### Text excerpt
-----
# country converter
The country converter (coco) is a Python package to convert and match
country names between different classifications and between different
naming versions. Internally it uses regular expressions to match country
names. Coco can also be used to build aggregation concordance matrices
between different classification schemes.
[![image](https://img.shields.io/pypi/v/country-converter.svg)](https://pypi.python.org/pypi/country_converter/)
[![image](https://anaconda.org/conda-forge/country_converter/badges/version.svg)](https://anaconda.org/conda-forge/country_converter)
[![image](https://zenodo.org/badge/DOI/10.5281/zenodo.838035.svg)](https://doi.org/10.5281/zenodo.838035)
[![image](http://joss.theoj.org/papers/af694f2e5994b8aacbad119c4005e113/status.svg)](http://joss.theoj.org/papers/af694f2e5994b8aacbad119c4005e113)
-----
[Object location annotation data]
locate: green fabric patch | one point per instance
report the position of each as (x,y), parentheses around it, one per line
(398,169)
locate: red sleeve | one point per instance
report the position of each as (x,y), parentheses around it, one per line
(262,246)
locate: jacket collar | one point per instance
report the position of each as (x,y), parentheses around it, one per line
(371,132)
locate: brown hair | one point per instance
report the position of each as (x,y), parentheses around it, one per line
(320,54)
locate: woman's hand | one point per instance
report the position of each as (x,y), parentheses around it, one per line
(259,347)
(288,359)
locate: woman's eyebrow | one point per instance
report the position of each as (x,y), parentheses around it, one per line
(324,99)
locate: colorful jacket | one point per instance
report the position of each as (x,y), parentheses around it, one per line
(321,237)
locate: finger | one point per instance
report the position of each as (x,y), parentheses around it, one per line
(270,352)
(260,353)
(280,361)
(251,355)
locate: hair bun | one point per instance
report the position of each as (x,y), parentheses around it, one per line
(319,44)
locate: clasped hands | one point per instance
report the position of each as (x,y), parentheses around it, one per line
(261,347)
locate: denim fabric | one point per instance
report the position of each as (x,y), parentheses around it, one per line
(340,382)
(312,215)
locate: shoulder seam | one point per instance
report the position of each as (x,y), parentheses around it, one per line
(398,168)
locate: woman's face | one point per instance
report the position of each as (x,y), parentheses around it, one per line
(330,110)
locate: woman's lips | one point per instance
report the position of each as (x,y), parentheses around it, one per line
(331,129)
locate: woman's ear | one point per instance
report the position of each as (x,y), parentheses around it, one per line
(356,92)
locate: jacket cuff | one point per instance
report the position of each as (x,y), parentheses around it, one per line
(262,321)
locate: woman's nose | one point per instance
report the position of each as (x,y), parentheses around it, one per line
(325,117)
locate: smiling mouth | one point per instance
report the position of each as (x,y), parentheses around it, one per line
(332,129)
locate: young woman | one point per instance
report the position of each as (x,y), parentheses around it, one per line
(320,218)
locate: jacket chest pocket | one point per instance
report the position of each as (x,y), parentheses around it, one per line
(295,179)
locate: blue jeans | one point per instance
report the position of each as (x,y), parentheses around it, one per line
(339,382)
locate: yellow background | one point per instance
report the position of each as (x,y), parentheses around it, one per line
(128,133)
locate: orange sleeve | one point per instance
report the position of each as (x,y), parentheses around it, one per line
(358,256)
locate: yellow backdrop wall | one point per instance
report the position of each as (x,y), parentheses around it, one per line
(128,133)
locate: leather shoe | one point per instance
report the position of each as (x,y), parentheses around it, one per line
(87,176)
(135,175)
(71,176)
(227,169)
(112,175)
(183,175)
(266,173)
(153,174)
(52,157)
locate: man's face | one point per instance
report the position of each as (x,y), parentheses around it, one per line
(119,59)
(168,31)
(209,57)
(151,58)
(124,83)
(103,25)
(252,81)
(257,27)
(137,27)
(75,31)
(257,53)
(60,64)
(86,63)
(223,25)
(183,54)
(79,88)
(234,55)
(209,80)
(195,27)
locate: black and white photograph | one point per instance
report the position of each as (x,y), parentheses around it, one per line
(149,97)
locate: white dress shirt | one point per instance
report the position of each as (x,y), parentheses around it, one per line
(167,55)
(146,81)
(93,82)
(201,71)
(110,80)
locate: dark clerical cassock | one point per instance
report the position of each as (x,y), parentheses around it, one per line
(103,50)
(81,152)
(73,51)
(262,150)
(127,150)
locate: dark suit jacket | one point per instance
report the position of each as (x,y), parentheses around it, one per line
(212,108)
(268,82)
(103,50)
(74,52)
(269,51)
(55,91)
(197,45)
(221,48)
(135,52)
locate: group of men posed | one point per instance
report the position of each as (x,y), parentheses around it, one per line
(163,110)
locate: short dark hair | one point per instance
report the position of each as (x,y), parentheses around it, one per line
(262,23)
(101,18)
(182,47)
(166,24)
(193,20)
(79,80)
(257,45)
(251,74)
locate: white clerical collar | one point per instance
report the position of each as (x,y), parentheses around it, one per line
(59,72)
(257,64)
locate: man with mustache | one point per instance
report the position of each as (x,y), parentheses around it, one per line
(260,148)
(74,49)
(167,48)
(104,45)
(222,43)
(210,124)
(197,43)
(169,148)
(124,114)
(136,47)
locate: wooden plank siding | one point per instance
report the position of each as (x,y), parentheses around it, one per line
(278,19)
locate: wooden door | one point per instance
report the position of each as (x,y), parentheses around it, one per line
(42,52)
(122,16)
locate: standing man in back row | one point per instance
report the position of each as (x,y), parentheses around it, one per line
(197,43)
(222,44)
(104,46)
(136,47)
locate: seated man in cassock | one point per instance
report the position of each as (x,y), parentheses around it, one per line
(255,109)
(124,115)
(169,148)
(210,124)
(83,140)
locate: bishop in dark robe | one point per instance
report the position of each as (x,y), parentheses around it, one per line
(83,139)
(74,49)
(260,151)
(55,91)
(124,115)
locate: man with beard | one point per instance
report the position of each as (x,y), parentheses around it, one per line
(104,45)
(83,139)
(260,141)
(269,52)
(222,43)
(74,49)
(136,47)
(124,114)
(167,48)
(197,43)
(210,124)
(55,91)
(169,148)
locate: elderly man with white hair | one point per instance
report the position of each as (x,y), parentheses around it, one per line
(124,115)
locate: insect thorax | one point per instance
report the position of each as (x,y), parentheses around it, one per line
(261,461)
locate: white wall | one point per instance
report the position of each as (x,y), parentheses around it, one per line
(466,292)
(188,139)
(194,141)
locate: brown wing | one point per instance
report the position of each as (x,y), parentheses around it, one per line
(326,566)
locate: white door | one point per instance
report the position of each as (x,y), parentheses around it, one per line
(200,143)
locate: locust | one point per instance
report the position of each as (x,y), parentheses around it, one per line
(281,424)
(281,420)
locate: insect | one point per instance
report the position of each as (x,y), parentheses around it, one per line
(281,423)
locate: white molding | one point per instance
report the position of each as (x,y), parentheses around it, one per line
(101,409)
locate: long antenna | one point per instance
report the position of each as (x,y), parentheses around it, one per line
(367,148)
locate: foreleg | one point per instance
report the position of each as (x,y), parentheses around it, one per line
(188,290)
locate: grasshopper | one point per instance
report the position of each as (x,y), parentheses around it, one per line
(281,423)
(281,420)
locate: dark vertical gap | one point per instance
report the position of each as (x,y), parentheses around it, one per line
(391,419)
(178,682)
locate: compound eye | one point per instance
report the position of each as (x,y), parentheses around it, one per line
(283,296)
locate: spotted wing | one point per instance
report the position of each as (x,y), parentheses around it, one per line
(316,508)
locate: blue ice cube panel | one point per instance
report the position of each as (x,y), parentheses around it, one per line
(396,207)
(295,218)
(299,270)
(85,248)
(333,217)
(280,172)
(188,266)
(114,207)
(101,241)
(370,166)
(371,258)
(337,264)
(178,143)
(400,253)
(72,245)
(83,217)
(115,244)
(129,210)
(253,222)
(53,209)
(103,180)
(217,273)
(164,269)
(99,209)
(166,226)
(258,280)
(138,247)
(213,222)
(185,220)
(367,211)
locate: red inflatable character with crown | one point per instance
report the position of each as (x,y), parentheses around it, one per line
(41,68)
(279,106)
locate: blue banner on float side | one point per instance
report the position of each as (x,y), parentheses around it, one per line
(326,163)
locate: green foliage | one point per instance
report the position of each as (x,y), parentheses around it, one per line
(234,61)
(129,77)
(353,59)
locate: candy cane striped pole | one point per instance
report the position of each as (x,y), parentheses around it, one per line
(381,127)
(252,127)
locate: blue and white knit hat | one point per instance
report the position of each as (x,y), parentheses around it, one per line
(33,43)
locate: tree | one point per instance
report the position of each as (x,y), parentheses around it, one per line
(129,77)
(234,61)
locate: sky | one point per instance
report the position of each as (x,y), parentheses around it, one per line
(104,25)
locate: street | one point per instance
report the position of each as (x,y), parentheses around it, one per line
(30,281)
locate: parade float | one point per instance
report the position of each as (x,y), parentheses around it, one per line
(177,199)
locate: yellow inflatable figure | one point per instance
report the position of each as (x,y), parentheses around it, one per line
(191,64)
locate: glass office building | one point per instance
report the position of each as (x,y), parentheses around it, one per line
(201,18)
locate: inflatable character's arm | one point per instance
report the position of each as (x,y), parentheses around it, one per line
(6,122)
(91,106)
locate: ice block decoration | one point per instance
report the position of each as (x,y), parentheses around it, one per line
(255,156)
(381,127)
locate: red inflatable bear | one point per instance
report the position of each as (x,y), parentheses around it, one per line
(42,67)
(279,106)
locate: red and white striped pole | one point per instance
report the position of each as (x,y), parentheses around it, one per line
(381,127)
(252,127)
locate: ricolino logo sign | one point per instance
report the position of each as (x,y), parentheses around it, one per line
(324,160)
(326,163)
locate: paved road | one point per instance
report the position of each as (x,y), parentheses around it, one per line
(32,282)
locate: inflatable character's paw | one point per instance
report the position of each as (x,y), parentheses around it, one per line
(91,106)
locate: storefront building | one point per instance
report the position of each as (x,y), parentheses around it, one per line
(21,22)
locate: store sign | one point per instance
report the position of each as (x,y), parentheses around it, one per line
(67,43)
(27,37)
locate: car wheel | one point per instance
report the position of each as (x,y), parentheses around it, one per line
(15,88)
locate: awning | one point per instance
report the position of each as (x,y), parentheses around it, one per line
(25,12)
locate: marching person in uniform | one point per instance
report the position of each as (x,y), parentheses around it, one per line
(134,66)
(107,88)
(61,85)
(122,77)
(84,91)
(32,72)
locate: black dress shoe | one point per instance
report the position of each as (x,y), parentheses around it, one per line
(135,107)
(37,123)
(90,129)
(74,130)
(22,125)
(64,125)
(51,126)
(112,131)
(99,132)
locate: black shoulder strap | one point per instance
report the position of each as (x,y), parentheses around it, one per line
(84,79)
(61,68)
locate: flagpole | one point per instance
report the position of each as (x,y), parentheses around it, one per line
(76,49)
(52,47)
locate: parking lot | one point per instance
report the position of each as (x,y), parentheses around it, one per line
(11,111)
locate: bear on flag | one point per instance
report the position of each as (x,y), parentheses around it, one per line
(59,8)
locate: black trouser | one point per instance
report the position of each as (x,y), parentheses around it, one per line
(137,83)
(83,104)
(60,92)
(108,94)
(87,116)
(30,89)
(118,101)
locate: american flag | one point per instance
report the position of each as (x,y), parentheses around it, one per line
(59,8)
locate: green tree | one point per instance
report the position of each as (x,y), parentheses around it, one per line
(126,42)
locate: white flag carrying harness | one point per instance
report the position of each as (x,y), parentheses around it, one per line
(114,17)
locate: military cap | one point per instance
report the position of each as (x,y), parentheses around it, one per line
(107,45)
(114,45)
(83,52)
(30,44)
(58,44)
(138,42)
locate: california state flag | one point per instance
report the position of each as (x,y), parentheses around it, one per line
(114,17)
-----
### Stated problem
According to the country converter description, what does the package use internally to match country names? The rows have no connection to the country converter description.

### Correct output
Regular expressions.